Material shown START

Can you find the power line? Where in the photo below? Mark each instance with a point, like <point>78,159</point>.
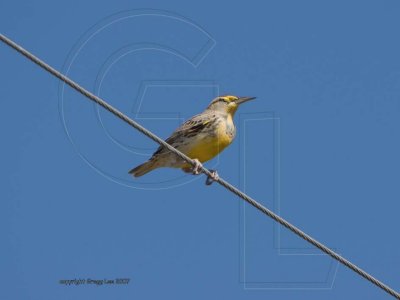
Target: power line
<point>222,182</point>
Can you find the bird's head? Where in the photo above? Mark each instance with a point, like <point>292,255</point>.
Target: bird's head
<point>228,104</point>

Material shown END
Material shown START

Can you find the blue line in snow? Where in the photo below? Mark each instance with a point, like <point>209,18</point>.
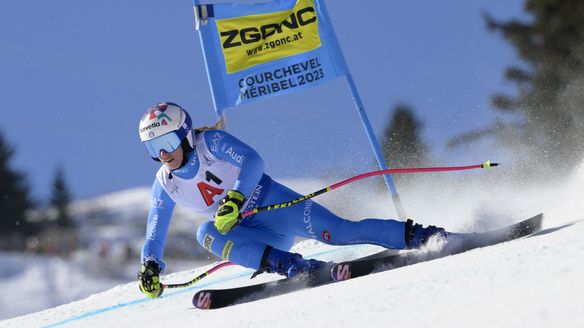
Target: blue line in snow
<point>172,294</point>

Material shown END

[What you have to do] Only the lines that contain the string "like" should be copied from the entries above.

[Exercise output]
Can you find the power line? Where in the photo below? Mark each instance with a point, like <point>78,159</point>.
Can you find the bird's head? Where in the photo above? Mark each instance with a point, like <point>292,255</point>.
Can you find the blue line in snow? Where in the photo below? Mark each instance with a point, like <point>209,18</point>.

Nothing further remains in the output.